● **Extracted entries**:
## begin

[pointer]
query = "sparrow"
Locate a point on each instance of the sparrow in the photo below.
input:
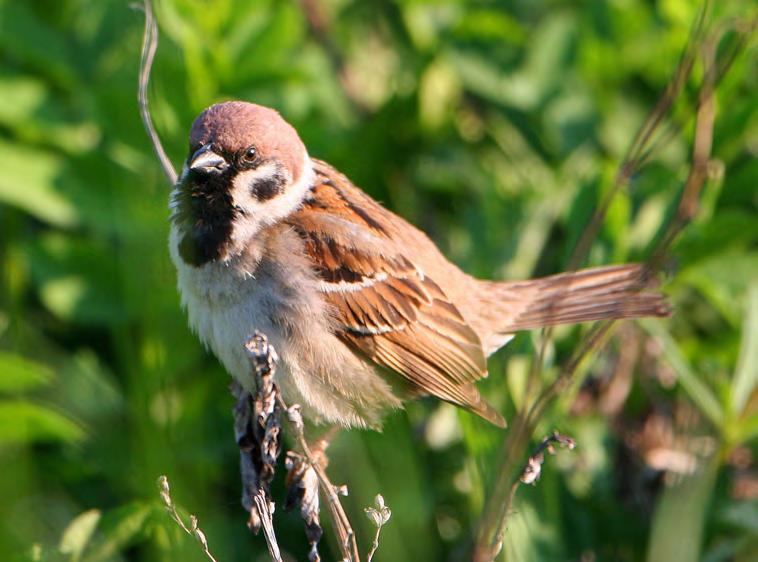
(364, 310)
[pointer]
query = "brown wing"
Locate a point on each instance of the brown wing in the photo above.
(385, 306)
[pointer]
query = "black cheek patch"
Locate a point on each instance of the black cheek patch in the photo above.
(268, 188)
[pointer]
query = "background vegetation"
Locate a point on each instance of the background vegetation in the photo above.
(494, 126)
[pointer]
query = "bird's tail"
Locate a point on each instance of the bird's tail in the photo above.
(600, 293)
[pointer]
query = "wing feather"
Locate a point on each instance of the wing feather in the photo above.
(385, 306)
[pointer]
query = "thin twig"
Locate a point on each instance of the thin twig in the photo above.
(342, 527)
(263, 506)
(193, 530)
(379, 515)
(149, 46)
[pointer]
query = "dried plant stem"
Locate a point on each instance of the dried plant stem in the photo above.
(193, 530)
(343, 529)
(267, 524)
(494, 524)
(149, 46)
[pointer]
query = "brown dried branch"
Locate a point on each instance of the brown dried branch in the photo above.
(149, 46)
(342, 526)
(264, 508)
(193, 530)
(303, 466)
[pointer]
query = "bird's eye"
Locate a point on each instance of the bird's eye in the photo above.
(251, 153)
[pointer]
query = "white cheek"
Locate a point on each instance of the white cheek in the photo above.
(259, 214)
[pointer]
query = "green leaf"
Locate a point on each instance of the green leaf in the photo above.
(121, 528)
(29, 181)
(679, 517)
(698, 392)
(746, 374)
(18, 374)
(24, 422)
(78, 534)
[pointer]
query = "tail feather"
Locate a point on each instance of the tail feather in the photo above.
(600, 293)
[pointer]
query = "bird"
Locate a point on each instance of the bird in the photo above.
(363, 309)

## end
## begin

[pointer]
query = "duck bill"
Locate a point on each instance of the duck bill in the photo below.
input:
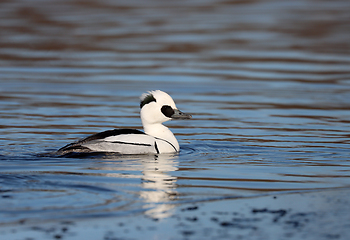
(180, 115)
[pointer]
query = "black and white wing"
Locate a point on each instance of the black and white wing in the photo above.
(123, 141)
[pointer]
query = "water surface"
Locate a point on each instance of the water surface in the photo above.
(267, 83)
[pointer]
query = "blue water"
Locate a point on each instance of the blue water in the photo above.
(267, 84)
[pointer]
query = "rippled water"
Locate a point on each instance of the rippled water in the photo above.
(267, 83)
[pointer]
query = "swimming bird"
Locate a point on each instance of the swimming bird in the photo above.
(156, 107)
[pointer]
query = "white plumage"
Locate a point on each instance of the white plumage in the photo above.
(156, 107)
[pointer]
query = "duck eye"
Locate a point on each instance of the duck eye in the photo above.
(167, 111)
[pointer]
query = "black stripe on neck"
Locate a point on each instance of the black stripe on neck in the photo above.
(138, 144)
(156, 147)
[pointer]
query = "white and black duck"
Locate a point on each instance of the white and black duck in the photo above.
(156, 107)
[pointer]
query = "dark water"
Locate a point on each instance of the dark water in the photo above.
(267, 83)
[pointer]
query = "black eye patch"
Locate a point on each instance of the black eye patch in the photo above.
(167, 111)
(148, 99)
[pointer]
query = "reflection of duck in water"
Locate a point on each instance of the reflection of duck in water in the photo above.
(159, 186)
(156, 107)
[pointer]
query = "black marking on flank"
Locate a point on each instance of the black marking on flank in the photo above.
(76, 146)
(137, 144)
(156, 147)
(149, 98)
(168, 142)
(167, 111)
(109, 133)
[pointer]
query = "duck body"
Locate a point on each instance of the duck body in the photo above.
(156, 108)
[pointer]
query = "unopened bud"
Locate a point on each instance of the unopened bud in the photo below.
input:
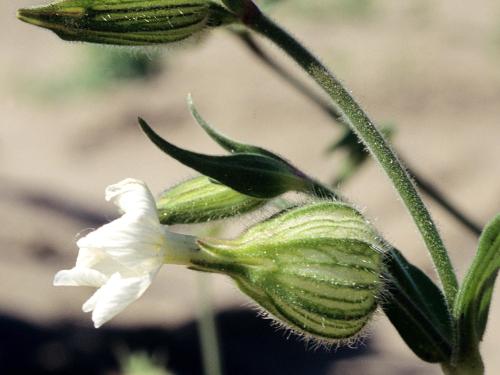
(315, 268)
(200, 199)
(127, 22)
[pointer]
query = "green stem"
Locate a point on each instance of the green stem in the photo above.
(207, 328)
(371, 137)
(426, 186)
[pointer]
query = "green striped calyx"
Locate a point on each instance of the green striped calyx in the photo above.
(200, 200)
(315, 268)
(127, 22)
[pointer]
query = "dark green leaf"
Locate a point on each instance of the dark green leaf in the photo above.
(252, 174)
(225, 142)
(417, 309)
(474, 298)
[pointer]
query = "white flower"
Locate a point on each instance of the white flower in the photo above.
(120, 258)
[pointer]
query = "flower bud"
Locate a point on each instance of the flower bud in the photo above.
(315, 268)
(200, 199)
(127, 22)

## end
## begin

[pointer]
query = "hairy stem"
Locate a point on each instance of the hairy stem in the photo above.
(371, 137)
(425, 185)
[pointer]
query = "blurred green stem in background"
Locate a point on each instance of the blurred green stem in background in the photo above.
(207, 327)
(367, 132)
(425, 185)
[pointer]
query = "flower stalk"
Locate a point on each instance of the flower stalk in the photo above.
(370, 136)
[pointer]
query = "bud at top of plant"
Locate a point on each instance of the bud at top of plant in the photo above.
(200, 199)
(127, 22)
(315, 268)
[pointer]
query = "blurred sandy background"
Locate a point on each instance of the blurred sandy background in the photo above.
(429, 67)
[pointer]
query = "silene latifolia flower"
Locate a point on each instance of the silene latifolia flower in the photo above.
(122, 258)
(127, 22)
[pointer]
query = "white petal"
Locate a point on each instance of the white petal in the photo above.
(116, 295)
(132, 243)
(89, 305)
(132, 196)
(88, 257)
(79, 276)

## end

Show each line of the material above that contains the string "sparrow".

query = "sparrow"
Locate a point on each instance of the sparrow in the photo below.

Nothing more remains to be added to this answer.